### EXERCISE 1
Count the lines in the records that contain the word "Each" and reply with only the number.

### DOCUMENT SECTION
+ + + + +
# 2012 hoyt carbon element specs



## hrtlnd164 (Mar 22, 2008)

Take 4-5 twists out of the buss cable, then re-sync with the control cable. This will lengthen A-A, shorten brace, lower max poundage to about 70 and shorten draw length. Most RKT/Z5 cams do run about a 1/4" long at spec.


----------



## rutcrzy98 (Apr 4, 2011)

thanks hrtlnd,thats what i was thinking.did just that and got it.


----------



## rutcrzy98 (Apr 4, 2011)

hey hartland,you were help with specs,hoping you can help with paper tune issue.cant get tail left out.
set up...
dl 28.5(on draw board)
dw 65#(scale)
gt 7595 xt hunter cut 27.25 c2c
nap 2"quick spin st(vane)
gt nock(12grn)
125 tip
cs-13/16
arrow through berger,nock touch high
here is what ive tried:
lower dw
100 tip
tried yoke ,but to get it straight @ full draw top stop misses cable
rest bothe ways
verying hand and pressure.
rotating nock
get consistant .5"-1" tail left 
any ideas????up and down are perfect,just tail leftukey:


----------



## hrtlnd164 (Mar 22, 2008)

Not knowing what you have for cam lean I will just give you my starting point for all my Hoyt's (RKT/Z5) style cams. Set centershot 3/4" or just a hair past, but not quite to 13/16. 1/16" nock high/arrow thru Berger hole. At brace I put an arrow flat on the left side (string groove side for a right hander) of the top cam, arrow point should be just left of the string at the D-loop. Some have found these cams to like the top just slightly ahead of the bottom for sync, mine always seems to like a bit more top advancement. I believe that is grip pressure. From this starting point, I usually change nothing but slight yoke tune and sync changes to get bullet holes thru paper and Bareshafts landing with fletched. 
Rule out any possibility of nock pinch and fletch contact. Slight left tare thru paper, add a twist to the left yoke/ remove one from the right. Your statement that the top stop not contacting well tells me you have your cam lean mis adjusted, not enough pre-lean..


----------



## rutcrzy98 (Apr 4, 2011)

thanks ,right after i posted i realized i was oing wrong way with yoke all good now.
now need my friend to shoot so can make sure its right for him.


----------
+ + + + +
### EXERCISE 2
In the Hoyt Carbon Element thread, how many twists does hrtlnd164 say to take out of the buss cable?

(Records of labeled points)
+ + + + +
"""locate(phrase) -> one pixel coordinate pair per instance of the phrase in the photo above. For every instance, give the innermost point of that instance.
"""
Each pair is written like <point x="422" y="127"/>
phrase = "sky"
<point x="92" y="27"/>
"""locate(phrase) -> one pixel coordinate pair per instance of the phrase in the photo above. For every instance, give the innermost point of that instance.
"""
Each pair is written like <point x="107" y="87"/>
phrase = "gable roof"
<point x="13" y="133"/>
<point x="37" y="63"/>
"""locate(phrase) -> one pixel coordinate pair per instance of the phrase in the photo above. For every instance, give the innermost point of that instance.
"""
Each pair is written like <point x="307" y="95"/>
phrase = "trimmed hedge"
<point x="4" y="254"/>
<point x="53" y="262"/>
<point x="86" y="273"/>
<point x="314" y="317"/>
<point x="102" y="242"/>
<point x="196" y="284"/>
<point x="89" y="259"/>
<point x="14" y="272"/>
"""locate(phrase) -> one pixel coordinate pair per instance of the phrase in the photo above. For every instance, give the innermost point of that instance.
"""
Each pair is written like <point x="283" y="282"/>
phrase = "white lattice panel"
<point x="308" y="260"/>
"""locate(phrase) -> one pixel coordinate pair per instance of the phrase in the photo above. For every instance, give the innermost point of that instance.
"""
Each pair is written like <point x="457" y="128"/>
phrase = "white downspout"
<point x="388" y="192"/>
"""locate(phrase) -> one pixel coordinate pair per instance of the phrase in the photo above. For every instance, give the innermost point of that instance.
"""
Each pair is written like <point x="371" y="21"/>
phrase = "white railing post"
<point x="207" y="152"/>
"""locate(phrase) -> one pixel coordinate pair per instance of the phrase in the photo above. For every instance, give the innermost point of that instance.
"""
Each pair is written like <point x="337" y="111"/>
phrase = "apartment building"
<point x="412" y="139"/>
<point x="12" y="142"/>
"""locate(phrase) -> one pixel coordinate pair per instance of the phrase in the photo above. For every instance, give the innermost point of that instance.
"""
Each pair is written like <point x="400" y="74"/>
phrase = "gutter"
+ + + + +
### REPLY 1
8

### REPLY 2
4-5 twists.